WHAT THIS TASK INVOLVES
Pull out every line of the material below that contains the word "combat", and copy each one in full.

EXERCISE MATERIAL
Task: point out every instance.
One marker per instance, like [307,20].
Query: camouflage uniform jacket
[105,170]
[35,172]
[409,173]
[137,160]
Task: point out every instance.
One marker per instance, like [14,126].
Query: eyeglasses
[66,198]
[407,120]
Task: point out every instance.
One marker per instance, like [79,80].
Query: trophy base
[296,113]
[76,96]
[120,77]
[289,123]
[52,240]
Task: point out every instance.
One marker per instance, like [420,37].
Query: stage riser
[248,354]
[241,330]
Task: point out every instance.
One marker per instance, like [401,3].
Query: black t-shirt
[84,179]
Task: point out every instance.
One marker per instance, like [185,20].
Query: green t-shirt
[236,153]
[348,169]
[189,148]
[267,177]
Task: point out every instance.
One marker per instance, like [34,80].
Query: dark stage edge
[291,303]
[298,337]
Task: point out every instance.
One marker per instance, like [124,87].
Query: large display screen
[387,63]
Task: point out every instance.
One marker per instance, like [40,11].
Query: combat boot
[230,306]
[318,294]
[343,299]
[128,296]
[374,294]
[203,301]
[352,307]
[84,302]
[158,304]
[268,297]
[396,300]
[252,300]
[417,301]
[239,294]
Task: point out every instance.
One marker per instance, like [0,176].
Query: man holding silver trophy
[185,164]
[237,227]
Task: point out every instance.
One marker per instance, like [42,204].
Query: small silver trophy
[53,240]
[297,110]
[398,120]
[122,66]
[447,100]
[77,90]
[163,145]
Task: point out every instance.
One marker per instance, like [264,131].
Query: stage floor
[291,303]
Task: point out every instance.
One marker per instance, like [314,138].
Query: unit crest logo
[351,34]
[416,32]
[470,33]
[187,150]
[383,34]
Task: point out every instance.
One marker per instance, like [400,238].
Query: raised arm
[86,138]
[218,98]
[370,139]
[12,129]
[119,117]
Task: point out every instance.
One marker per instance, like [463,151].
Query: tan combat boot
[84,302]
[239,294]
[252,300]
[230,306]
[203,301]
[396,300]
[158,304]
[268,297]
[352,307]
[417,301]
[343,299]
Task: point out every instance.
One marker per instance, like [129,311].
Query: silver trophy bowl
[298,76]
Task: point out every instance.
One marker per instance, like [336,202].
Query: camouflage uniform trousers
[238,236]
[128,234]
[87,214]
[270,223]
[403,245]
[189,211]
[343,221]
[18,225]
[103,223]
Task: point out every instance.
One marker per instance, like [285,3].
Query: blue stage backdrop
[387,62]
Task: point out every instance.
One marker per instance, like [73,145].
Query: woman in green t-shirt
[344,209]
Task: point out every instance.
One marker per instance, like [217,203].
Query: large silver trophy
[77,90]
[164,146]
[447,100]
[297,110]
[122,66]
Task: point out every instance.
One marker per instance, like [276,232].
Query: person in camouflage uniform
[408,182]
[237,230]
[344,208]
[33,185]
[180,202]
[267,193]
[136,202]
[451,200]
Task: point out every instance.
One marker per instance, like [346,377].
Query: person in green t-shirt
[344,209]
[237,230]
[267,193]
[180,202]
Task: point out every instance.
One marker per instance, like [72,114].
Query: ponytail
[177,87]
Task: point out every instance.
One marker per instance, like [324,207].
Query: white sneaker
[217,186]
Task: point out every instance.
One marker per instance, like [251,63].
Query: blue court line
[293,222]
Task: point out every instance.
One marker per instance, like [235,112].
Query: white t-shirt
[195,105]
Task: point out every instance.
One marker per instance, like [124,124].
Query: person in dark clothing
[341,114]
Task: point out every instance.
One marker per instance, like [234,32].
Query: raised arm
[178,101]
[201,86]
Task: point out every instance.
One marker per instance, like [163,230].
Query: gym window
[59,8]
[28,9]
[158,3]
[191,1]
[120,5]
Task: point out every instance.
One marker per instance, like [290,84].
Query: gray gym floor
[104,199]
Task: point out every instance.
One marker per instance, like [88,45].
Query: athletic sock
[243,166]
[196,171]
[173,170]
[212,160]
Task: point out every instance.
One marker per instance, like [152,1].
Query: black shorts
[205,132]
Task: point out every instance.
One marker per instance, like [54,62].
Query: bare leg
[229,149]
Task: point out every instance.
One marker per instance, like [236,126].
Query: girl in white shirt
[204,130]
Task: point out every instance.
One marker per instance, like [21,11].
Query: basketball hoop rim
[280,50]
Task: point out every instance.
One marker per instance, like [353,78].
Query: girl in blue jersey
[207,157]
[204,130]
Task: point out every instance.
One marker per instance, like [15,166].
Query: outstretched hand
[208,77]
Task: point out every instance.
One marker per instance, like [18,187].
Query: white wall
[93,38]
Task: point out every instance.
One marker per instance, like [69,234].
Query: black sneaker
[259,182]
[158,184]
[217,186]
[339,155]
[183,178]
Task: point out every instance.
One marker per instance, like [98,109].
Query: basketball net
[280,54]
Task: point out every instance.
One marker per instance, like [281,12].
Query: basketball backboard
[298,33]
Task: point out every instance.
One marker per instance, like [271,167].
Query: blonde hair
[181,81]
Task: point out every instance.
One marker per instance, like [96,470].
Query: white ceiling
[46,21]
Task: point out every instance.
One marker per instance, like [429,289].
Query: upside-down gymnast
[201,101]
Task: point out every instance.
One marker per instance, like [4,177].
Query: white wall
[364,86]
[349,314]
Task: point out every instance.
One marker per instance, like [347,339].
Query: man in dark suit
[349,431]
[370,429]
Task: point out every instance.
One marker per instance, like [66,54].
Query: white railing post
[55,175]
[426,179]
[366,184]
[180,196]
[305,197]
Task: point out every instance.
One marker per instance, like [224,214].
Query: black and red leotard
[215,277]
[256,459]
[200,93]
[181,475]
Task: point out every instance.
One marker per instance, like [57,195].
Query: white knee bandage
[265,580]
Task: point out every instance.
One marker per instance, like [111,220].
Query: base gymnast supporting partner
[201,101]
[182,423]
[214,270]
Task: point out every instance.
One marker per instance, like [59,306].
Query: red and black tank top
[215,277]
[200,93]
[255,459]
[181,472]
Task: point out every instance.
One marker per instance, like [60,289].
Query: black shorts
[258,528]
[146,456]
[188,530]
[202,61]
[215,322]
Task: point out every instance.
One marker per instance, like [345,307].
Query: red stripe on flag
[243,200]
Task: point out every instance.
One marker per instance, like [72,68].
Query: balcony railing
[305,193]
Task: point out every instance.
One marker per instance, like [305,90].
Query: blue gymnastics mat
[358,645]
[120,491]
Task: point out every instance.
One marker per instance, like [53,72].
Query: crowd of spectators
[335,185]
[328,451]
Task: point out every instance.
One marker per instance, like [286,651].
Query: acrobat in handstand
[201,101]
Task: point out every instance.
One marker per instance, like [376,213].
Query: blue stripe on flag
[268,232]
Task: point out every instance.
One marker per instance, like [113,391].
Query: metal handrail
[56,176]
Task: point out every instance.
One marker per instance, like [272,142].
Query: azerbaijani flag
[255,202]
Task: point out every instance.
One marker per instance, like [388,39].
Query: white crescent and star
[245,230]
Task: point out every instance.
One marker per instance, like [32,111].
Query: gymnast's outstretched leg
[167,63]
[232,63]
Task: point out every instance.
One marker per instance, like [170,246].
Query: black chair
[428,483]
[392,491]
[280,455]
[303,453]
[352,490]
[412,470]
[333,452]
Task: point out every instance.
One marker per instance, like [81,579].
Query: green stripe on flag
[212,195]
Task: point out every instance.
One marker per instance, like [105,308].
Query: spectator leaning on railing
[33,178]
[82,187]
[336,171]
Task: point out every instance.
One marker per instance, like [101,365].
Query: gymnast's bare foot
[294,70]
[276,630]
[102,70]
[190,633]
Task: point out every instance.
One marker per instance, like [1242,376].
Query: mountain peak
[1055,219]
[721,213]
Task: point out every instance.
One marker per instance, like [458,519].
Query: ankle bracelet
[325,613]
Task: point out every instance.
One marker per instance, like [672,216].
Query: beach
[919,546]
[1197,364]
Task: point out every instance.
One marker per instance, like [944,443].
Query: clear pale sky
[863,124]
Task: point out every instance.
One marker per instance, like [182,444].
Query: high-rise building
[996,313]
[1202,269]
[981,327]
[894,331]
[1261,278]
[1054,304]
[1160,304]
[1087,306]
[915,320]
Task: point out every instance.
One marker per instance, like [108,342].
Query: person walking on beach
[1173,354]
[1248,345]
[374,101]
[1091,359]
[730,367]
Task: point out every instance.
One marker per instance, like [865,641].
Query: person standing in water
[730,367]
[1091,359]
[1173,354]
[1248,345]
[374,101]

FINAL RESULT
Query: combat boot
Query: tan combat boot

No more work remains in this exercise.